### Tasks to carry out
A: Translate this sentence from the CrowdStrike discussion into Spanish: "Which is a non-trivial amount of fault, given that Apple disallows the equivalent behavior on macOS."
B: Write the next part of the CrowdStrike discussion, following on from its last sentence.

### Source document

□ □ □

That said, this incident review doesn't mention numbers, unless I missed it; how colossal of a fuck up it was.

The reality is that they don't apologize "bad shit just happens", they work their engineers to the grave, make no apology and completely screw up. This reads like a minor bump in processes.

Crowdstrike engineered the biggest computer attack the world has ever seen, with a sole purpose of preventing those. They're slowly becoming the Oracle of security and I see no sign of improvement here.


Fun post, but I'll state the obvious because I think many people do believe that every Windows machine BSOD'd. It was only ones with Crowdstrike software. Which is apparently very common but isn't actually pre-installed by Microsoft in Windows, or anything like that.

Source: work in a Windows shop and had a normal day.


True, and definitely worth a mention. This is only Microsoft's fault insofar as it was possible at all to crash this way, this broadly, with so little recourse via remote tooling.


Which is a non-trivial amount of fault, given that Apple disallows the equivalent behavior on macOS.


A summary, to my understanding:

* Their software reads config files to determine which behavior to monitor/block

* A "problematic" config file made it through automatic validation checks "due to a bug in the Content Validator"

* Further testing of the file was skipped because of "trust in the checks performed in the Content Validator" and successful tests of previous versions

* The config file causes their software to perform an out-of-bounds memory read, which it does not handle gracefully


* Further testing of the file was skipped because of "trust in the checks performed in the Content Validator" and successful tests of previous versions

that's crazy. How costly can it be to test the file fully in a CI job? I fail to see how this wasn't implemented already.

□ □ □

### Entries provided

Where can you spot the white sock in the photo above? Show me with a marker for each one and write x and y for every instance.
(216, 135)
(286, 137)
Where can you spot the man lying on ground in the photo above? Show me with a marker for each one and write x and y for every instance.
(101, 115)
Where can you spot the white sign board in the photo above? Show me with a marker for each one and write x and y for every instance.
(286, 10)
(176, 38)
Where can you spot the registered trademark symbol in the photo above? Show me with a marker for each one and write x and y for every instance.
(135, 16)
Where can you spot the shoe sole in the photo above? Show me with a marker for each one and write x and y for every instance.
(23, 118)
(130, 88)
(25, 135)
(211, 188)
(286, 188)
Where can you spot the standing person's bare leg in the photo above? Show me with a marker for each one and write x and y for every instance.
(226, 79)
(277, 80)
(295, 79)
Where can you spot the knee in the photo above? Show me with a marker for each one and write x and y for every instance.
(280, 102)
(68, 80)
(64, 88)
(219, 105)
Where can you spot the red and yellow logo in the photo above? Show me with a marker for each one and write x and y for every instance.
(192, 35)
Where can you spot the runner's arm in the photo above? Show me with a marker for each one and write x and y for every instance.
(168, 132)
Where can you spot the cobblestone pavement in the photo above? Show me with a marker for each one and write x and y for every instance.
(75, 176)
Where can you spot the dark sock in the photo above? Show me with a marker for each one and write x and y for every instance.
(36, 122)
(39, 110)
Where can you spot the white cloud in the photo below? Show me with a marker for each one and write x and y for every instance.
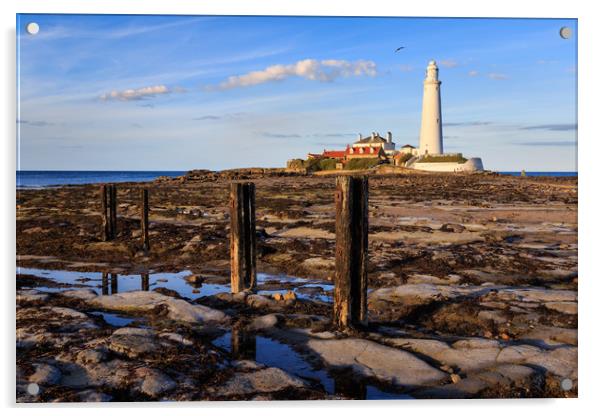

□ □ □

### Outputs
A: Lo cual supone una cantidad de culpa nada trivial, dado que Apple no permite el comportamiento equivalente en macOS.

B:
> How costly can it be to test the file fully in a CI job?

It didn't need a CI job. It just needed one person to actually boot and run a Windows instance with the Crowdstrike software installed: a smoke test.

TFA is mostly an irrelevent discourse on the product architecture, stuffed with proprietary Crowdstrike jargon, with about a couple of paragraphs dedicated to the actual problem; and they don't mention the non-existence of a smoke test.

To me, TFA is not a signal that Crowdstrike has a plan to remediate the problem, yet.


They mentioned they do dogfooding. Wonder why it did not work for this update.


They discuss dogfooding “Sensor Content”, which isn’t “Rapid Response Content”.

Overall the way this is written up suggests some cultural problems.


You just got tricked by this dishonest article. The whole section that mentions dogfooding is only about actual updates to the kernel driver. This was not a kernel driver update, the entire section is irrelevant.

This was a "content file", and the first time it was interpreted by the kernel driver was when it was pushed to customer production systems worldwide. There was no testing of any sort.


All these people claiming they didn’t have canaries. They actually did but people are in denial that they are the canary for crowdstrike lol


It's worse than that -- if your strategy actually was to use the customer fleet as QA and monitoring, then it probably wouldn't take you an hour and a half to notice that the fleet was exploding and withdraw the update, as it did here. There was simply no QA anywhere.


Just reeks of incompetence. Do they not have e2e smoketests of this stuff?


Cowards. Why don't you just stand up and admit that you didn't bother testing everything you send to production?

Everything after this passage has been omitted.